+++ Exercise data

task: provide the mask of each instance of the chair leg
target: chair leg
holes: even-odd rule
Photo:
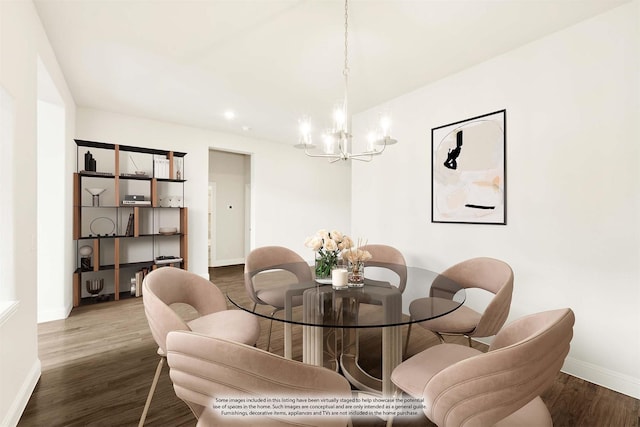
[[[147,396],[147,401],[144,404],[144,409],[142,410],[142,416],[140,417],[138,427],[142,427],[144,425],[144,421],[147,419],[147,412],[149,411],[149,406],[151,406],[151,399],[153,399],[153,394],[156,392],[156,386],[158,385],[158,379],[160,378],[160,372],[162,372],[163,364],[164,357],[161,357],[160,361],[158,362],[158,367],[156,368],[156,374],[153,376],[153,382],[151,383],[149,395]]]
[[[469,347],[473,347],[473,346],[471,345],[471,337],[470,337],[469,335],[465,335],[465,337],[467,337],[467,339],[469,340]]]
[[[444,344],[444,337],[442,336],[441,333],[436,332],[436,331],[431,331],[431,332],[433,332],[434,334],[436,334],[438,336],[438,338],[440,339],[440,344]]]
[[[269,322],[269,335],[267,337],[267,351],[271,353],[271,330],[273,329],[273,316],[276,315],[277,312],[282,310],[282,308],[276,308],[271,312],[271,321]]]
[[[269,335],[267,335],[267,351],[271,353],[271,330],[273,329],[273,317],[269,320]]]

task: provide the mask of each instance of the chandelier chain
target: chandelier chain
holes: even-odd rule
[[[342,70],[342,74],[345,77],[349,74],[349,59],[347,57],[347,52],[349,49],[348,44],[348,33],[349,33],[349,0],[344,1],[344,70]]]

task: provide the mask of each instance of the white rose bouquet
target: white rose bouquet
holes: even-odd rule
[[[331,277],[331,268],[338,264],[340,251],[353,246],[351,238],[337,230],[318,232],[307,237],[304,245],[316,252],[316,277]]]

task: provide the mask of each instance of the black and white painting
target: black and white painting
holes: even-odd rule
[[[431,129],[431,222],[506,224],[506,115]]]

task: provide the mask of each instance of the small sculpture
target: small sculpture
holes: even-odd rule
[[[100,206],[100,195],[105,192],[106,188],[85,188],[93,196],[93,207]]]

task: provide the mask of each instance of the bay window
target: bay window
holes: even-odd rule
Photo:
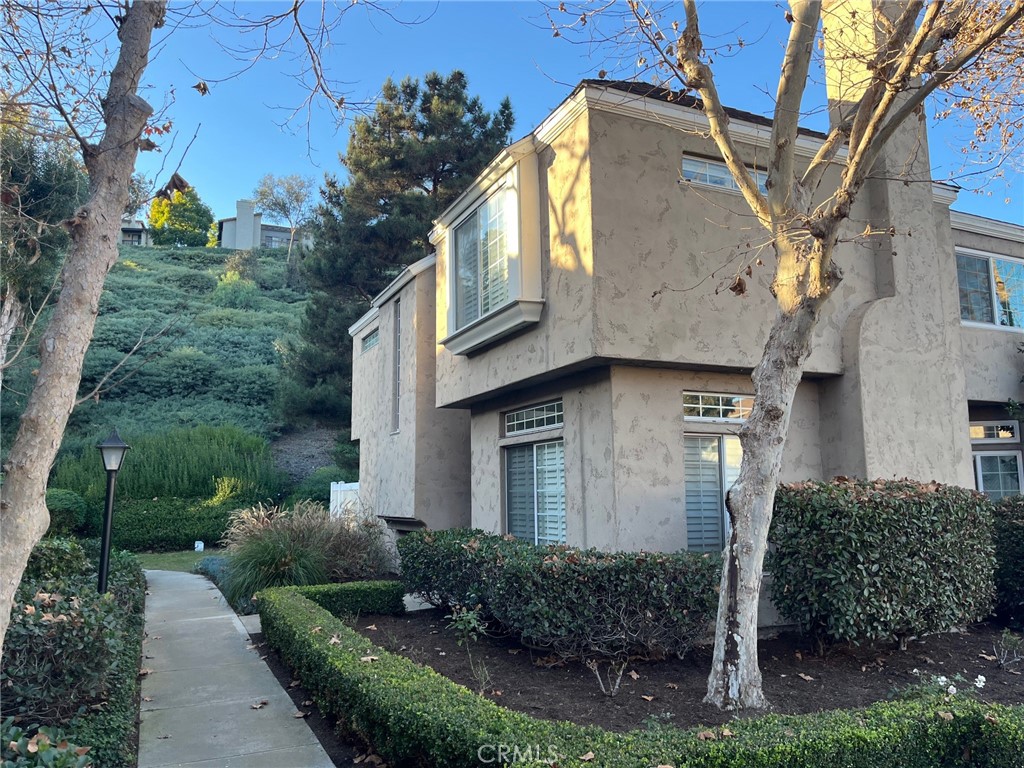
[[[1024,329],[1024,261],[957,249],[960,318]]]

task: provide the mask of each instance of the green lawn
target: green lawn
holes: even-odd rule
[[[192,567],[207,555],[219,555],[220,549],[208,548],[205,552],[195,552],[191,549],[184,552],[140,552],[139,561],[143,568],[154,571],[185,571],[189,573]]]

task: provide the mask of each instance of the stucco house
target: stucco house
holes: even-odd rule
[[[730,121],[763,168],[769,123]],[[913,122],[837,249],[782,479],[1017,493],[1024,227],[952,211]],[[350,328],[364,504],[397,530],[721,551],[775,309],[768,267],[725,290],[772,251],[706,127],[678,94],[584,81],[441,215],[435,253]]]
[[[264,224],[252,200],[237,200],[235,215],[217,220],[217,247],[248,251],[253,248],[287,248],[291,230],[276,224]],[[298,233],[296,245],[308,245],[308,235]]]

++++++
+++ Exercise data

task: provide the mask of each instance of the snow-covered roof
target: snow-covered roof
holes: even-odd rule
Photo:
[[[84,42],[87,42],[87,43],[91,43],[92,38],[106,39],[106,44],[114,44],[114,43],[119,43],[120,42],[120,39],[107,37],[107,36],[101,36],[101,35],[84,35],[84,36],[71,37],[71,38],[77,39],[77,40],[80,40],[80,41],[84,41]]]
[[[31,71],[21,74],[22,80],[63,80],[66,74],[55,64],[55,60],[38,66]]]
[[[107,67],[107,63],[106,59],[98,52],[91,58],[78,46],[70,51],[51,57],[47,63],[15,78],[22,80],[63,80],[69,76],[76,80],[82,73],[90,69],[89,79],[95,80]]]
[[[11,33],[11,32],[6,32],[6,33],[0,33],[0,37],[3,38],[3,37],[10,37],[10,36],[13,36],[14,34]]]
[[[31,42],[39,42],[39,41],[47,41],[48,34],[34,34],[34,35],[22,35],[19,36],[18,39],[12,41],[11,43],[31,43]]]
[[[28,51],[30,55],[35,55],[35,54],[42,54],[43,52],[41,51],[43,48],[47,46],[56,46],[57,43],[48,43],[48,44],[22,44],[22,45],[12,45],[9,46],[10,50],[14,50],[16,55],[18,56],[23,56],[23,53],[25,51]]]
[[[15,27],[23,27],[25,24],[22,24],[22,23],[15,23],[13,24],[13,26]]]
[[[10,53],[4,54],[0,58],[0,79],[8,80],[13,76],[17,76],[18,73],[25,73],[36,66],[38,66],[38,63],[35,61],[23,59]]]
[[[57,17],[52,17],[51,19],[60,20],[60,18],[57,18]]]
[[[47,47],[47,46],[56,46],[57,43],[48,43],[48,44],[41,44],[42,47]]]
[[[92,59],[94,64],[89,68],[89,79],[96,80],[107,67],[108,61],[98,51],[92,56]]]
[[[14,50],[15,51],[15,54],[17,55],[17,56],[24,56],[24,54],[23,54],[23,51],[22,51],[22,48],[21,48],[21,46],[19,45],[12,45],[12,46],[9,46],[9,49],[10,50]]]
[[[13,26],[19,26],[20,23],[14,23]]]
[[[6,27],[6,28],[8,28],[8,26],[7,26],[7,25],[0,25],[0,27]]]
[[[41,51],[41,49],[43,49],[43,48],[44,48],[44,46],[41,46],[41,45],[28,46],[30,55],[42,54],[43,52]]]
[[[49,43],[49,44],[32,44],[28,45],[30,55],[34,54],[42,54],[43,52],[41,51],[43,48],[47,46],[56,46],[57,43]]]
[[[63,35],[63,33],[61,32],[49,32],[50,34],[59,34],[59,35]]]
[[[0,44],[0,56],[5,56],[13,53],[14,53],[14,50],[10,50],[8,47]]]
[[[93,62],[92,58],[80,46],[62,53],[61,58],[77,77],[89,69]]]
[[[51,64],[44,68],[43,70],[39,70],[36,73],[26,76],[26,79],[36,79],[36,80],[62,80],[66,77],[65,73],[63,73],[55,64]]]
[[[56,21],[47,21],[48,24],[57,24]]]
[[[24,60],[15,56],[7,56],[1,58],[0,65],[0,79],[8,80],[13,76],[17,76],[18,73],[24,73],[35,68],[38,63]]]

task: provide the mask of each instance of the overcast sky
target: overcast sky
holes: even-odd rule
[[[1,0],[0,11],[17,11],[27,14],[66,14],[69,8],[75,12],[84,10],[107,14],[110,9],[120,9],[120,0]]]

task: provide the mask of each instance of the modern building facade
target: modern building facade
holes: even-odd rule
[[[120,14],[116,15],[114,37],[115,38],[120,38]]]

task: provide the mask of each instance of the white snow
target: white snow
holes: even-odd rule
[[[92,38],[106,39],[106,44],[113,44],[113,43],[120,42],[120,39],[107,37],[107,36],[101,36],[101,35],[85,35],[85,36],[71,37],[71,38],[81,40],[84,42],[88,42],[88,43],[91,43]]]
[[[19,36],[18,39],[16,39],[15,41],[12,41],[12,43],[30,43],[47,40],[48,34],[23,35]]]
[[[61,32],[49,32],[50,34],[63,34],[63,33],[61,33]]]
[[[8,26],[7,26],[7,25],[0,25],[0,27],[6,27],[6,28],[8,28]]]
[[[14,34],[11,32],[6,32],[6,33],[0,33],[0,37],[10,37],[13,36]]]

++++++

Set the pictures aside and transcribe exactly the stretch of lines above, beginning with the one holding "target: bay window" and ending with the one holding "target: stucco house".

Answer to this exercise:
target: bay window
holes: even-odd rule
Photo:
[[[1024,329],[1024,261],[957,249],[960,318]]]

task: provide the mask of each instance of the green lawn
target: green lawn
holes: even-odd rule
[[[192,567],[207,555],[219,555],[220,549],[208,548],[205,552],[195,552],[191,549],[184,552],[140,552],[139,561],[143,568],[154,571],[185,571],[189,573]]]

task: provide the mask of each instance of the stucco house
target: stucco house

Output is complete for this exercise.